%%

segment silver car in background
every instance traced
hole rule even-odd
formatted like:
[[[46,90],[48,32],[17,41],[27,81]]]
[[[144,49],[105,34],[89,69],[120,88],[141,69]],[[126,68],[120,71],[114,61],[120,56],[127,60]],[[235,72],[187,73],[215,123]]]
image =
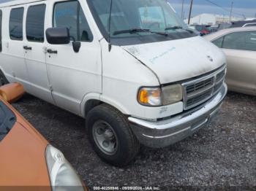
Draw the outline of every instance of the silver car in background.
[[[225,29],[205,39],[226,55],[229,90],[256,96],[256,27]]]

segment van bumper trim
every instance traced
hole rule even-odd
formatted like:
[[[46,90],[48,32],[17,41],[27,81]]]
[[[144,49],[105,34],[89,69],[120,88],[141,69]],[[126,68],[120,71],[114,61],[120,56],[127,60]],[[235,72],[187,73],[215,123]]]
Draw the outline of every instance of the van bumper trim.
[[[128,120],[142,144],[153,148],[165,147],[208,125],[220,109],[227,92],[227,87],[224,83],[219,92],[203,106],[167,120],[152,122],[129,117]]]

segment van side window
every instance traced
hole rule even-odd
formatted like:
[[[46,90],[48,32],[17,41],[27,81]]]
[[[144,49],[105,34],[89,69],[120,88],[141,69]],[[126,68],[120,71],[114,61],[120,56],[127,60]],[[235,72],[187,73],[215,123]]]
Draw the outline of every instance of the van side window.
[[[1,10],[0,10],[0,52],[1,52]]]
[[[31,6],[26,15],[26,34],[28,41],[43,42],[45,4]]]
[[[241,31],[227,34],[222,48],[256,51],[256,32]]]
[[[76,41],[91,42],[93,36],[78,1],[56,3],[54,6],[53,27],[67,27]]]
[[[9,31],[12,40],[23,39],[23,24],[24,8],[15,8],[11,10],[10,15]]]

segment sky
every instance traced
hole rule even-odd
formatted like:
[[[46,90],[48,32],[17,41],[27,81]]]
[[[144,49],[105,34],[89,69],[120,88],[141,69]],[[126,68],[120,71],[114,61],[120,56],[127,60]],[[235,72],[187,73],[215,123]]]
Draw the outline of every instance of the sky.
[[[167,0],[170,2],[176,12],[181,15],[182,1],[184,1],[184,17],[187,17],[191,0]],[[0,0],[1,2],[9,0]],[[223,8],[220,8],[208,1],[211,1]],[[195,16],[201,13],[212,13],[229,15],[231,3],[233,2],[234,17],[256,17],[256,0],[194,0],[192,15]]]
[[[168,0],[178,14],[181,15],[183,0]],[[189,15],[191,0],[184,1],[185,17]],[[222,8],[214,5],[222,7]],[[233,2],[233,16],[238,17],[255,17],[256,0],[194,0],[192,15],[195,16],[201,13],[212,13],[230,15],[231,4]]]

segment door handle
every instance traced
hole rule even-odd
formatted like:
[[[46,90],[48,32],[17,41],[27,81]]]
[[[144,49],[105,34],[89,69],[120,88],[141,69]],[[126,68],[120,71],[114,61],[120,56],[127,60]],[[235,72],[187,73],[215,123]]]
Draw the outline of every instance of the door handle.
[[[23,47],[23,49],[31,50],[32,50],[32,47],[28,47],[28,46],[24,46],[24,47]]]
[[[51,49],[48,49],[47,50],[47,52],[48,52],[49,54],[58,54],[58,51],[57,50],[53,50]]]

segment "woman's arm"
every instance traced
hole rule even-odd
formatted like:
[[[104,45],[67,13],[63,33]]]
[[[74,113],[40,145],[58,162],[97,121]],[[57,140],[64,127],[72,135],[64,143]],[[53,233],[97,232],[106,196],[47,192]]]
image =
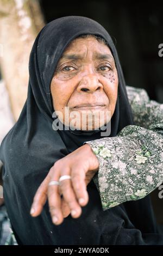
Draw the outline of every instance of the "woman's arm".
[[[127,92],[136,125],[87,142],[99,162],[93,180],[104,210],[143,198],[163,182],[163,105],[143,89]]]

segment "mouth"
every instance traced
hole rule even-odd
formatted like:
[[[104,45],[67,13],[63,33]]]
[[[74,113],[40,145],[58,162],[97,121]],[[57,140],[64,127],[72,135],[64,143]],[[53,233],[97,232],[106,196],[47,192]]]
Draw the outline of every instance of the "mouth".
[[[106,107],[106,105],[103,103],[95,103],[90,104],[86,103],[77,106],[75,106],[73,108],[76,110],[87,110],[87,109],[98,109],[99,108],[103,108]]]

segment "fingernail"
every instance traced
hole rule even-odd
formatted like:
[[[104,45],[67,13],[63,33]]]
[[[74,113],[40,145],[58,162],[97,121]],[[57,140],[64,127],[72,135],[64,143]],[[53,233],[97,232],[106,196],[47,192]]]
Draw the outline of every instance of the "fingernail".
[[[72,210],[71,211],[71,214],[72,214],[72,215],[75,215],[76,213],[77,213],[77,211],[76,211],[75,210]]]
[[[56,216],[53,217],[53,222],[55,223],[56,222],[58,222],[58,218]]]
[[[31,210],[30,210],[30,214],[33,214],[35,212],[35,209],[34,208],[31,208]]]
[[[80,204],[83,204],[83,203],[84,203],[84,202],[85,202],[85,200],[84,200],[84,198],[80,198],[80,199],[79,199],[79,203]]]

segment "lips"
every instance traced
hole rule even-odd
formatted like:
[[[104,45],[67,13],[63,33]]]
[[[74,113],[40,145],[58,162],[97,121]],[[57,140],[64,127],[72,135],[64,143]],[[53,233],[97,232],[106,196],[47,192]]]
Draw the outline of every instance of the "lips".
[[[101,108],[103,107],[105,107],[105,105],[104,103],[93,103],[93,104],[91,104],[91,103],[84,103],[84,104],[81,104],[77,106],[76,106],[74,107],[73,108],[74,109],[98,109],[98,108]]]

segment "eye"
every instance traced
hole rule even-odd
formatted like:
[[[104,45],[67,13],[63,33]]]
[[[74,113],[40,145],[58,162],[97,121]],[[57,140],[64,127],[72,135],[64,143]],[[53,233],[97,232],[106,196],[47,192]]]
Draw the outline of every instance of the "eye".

%%
%%

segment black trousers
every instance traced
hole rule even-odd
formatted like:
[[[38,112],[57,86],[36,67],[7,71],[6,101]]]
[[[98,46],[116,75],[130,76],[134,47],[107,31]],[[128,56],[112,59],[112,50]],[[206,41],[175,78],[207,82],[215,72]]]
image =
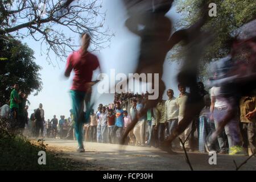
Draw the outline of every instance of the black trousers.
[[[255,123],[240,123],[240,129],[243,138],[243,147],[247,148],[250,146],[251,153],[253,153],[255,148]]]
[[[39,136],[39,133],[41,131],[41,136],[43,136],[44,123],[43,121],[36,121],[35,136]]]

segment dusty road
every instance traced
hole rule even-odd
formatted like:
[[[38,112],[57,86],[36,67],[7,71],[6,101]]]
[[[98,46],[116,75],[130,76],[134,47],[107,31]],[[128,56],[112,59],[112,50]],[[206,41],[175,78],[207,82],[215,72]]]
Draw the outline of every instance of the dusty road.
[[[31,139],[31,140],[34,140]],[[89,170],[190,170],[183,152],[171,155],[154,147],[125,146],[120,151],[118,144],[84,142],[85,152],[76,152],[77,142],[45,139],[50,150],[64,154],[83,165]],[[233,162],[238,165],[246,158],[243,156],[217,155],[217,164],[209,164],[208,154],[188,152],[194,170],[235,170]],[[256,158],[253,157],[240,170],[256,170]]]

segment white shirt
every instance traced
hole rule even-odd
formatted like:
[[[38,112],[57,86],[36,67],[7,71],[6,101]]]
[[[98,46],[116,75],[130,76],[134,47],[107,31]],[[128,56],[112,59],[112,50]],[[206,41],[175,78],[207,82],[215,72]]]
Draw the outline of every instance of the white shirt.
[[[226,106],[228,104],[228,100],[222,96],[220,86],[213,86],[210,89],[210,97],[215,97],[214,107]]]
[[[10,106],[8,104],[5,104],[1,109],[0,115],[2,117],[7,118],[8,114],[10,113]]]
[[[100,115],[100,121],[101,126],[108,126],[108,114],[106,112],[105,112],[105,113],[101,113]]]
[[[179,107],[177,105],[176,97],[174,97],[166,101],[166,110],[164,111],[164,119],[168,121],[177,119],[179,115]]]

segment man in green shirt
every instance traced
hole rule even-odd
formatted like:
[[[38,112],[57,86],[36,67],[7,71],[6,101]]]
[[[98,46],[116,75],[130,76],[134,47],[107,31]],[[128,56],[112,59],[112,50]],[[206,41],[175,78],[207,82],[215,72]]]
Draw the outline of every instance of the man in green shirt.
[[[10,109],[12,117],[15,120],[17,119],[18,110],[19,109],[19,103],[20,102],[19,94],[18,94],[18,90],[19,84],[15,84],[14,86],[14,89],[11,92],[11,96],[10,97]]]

%%
%%

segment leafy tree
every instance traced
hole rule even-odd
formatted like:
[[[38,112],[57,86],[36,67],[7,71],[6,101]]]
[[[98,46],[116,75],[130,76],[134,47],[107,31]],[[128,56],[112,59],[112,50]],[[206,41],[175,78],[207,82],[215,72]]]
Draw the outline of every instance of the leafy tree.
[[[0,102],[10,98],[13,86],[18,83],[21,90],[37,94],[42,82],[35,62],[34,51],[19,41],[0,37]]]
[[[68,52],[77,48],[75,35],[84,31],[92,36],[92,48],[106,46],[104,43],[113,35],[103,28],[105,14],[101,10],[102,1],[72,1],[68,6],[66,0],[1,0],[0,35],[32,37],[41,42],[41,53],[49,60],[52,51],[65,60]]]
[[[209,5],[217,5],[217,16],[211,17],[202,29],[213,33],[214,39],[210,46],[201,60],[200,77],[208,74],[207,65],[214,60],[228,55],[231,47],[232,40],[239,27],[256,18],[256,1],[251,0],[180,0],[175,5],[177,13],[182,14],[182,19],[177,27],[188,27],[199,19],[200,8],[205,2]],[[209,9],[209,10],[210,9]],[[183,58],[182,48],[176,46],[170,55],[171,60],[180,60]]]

%%

• Task requirements
Count the lines in the rows above that contain the string "green", treating uppercase and lowercase letters as different. Give only the number.

• Written answer
2